La inmensa mayoría de la sociedad exige consumir más y convertir casi todas las actividades en una forma de consumo y moda, que la alianza del estado y el mercado siga garantizando unos niveles de bienestar sin precedentes antes de los años 70 y que exista una amplia oferta de productos y servicios que estimulen constantemente nuestros apetitos mientras la tecnología, los medios de comunicación y la publicidad nos ayudan a vivir siempre en el presente.

Nos quejamos de las empresas y el estado como nos quejábamos de nuestros padres en la adolescencia

Cuando casi todas las actividades se convierten en consumo y moda, las vaciamos del contenido que tenían anteriormente. Esto puede ser negativo —el sexo no es un momento de intenso placer cómplice entre dos personas que saben cómo satisfacerse, sino un pasatiempo para conocer gente sin conocerla realmente; los amigos se confunden con los amigos de Facebook y ser padre se reduce a ser emprendedor por otros medios—, pero también positivo, como demuestra el hecho de que acciones tan tediosas y solitarias como viajar con desconocidos pasen a ser algo divertido y una forma nueva de crear vínculos con los demás.

----------------

- [Instrucciones]:
a: Cita literalmente el fragmento sobre el consumo entre "La inmensa mayoría" y "en el presente.", ambos incluidos.
b: Según el fragmento sobre el consumo, ¿por qué puede ser también positivo que las actividades se conviertan en consumo y moda?

- [Entradas de un conjunto de datos]:
----------------

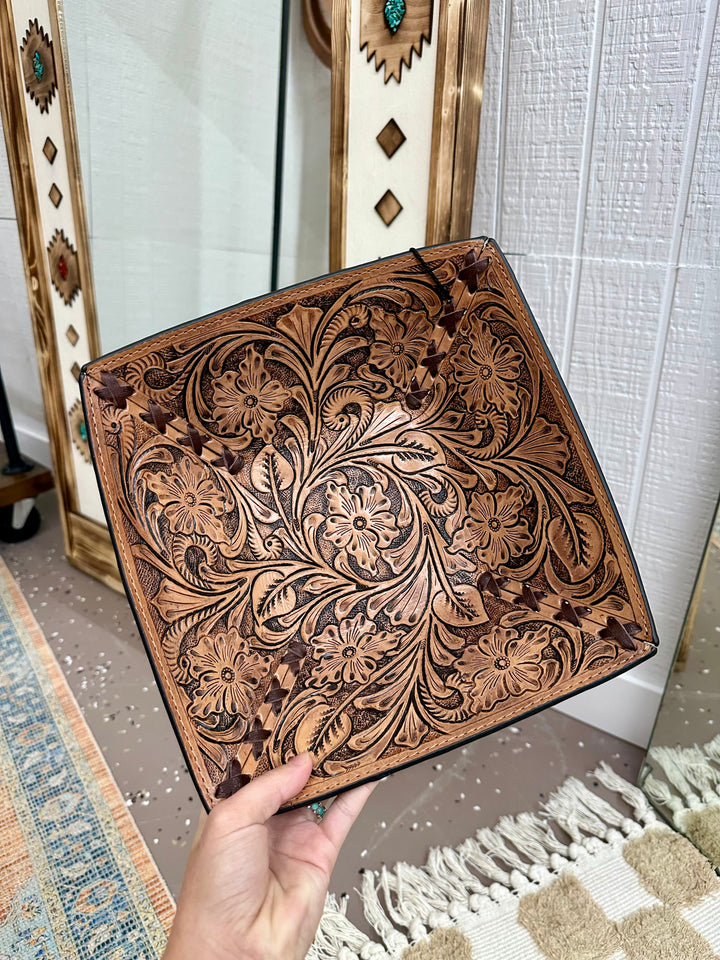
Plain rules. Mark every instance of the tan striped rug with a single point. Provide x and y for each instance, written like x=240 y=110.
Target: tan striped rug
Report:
x=76 y=879
x=585 y=880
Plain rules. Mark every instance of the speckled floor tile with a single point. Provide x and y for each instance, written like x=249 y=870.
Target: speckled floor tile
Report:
x=93 y=634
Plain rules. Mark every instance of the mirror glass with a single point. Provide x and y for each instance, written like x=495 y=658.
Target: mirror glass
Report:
x=681 y=773
x=177 y=116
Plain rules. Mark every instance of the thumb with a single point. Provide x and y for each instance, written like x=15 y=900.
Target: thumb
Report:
x=261 y=798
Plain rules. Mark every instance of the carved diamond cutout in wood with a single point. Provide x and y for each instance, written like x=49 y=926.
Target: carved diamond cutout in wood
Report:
x=388 y=207
x=50 y=150
x=391 y=138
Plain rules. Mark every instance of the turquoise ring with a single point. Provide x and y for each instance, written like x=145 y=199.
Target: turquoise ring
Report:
x=319 y=810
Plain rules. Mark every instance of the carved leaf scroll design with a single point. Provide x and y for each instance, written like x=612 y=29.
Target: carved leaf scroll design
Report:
x=357 y=526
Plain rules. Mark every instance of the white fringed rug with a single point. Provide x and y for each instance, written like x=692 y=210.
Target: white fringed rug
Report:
x=686 y=782
x=581 y=881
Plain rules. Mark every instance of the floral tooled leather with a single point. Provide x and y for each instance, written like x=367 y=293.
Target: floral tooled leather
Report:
x=360 y=517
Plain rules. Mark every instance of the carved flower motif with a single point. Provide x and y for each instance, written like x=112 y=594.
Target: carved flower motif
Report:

----------------

- [Respuestas del ejercicio]:
a:
La inmensa mayoría de la sociedad exige consumir más y convertir casi todas las actividades en una forma de consumo y moda, que la alianza del estado y el mercado siga garantizando unos niveles de bienestar sin precedentes antes de los años 70 y que exista una amplia oferta de productos y servicios que estimulen constantemente nuestros apetitos mientras la tecnología, los medios de comunicación y la publicidad nos ayudan a vivir siempre en el presente.

b: Porque acciones tan tediosas y solitarias como viajar con desconocidos pasan a ser algo divertido y una forma nueva de crear vínculos con los demás.